**EXERCISE PROMPT**
Write out the complete material exactly as it stands.

------ DATASET RECORDS

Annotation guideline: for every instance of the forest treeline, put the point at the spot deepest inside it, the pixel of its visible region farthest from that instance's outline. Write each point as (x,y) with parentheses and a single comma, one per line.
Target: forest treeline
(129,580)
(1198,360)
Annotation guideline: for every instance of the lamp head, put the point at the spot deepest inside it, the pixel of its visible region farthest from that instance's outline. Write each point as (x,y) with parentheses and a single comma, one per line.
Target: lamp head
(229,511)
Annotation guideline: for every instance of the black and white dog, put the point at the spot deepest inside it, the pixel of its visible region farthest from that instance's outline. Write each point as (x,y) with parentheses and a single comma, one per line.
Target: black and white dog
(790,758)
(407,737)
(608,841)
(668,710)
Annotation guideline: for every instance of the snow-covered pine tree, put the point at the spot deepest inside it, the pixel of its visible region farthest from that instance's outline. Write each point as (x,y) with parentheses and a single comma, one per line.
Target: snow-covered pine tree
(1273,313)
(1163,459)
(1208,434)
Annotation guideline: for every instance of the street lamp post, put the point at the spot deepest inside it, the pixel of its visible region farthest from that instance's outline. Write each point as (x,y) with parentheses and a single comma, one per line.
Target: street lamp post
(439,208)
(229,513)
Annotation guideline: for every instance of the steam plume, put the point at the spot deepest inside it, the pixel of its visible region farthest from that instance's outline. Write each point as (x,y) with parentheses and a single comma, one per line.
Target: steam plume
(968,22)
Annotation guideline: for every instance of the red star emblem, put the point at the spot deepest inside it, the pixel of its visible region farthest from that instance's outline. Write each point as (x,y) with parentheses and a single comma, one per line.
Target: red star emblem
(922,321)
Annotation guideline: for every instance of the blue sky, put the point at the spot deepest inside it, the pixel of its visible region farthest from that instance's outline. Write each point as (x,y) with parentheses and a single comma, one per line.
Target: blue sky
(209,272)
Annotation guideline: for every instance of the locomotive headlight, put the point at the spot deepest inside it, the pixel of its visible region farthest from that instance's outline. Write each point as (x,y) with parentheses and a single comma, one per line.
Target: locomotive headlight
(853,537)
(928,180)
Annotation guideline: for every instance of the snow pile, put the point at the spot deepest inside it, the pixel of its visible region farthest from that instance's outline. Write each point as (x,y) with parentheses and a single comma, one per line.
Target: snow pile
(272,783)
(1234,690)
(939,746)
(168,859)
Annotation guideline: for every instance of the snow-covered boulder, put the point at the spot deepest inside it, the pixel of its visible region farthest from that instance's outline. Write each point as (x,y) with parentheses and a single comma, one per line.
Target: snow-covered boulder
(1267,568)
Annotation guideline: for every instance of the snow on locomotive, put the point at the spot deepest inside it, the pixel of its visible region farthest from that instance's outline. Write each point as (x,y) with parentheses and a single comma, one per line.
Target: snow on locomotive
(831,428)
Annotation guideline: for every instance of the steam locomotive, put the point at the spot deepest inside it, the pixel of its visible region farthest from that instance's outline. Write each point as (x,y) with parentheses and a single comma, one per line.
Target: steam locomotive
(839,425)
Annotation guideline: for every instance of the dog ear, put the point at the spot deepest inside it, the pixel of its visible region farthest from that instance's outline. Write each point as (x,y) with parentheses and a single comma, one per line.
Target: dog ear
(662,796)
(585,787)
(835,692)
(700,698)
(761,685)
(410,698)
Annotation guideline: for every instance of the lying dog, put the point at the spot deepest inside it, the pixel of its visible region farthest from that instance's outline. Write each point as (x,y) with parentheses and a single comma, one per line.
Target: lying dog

------------

**FINISHED TASK**
Annotation guideline: for every instance of the forest treeline, put the point at the spot deepest inside it, the pixel of its visible region farthest from that instance's outline. Write each point as (x,y) with parentheses and a single comma, one per line.
Target: forest treeline
(129,580)
(1198,360)
Annotation guideline: for every instance of the lamp head, put the point at the spot deepest inside it, the pixel of its visible region farthest from that instance's outline. Write each point as (x,y) with parentheses and a single comma, one per line.
Target: lamp head
(229,511)
Annotation guideline: for every instance of the black and white dog, put the point at the spot deepest inside it, the pixel of its visible region farthest from that instance's outline. Write each point as (x,y) with parentheses and a single comma, one per line.
Target: black and white dog
(790,758)
(407,737)
(608,841)
(668,710)
Annotation guideline: for every instance of the snow-covered pine tree, put the point at the spot deepest inside it, the pixel of its visible region farthest from that instance's outline. Write each point as (x,y) with parentheses and a single comma, one per line.
Target: snow-covered pine tree
(1273,313)
(1163,459)
(1208,434)
Annotation guideline: for every instance of the street lamp post, put the point at the spot deepest inside it, the pixel of its visible region farthest from that instance's outline. Write each point as (x,y) with parentheses and a single comma, one per line.
Target: street lamp post
(439,208)
(229,513)
Annotation guideline: for every instance of the steam plume, put the point at the spot deepest inside it, the pixel of its visible region farthest from that instance's outline. Write each point as (x,y) with parentheses and a single comma, one per line.
Target: steam plume
(968,22)
Annotation guideline: for every instance of the red star emblem, put the point at the spot deepest inside it, the pixel of its visible region farthest from that instance's outline. Write each point as (x,y) with parentheses and a single comma, one per line.
Target: red star emblem
(922,321)
Annotation guideline: for every instance of the blue sky, put the point at the spot deepest inside it, the pixel of its visible region farthest from that instance's outline. Write each point as (x,y) with parentheses and a single comma, one per line.
Target: blue sky
(209,272)
Annotation guideline: for every instance of the locomotive headlight, put the point at the spot deepest inside it, the pixel of its visible region farthest from that instance's outline. Write each point as (x,y) with parentheses and a single comma, one per line.
Target: locomotive headlight
(853,537)
(928,180)
Annotation guideline: for every instance of the snow pile, put the point at the spot deepest inside it, the pixel of its visible region farthest from that instance's outline. Write each point as (x,y) with parentheses and a single comma, one per line.
Target: snow pile
(272,783)
(1234,690)
(939,746)
(168,859)
Annotation guideline: for every instance of the snow-covered boulder, put the point at the spot deepest inside it, the pixel of its visible region farthest from that instance's outline. Write each point as (x,y) with parentheses and a single comma, one per line.
Target: snow-covered boulder
(1267,568)
Annotation guideline: for every instance of the snow on locomotive, put the point at the spot deepest inside it, the pixel of its visible region farthest from that instance's outline. Write each point as (x,y) with parentheses and a single comma, one per line.
Target: snow on locomotive
(831,428)
Annotation guideline: for every instance of the steam locomotive, put the point at the spot deepest inside it, the pixel of its visible region farthest from that instance's outline. Write each point as (x,y) with parentheses and a single comma, one per line.
Target: steam locomotive
(839,425)
Annotation guideline: for every instance of the dog ear, put the point at the spot deepest inside it, the pixel of its visible region farthest from that instance's outline. Write each point as (x,y) with parentheses and a single comma, one per line.
Target: dog ear
(662,796)
(585,787)
(835,692)
(700,698)
(761,685)
(410,698)
Annotation guideline: for every instance of the lying dog, put the point at the spot deepest inside it, the pixel of its visible region farthest from that instance's outline. Write each point as (x,y) with parentheses and a single comma, one per line.
Target: lying dog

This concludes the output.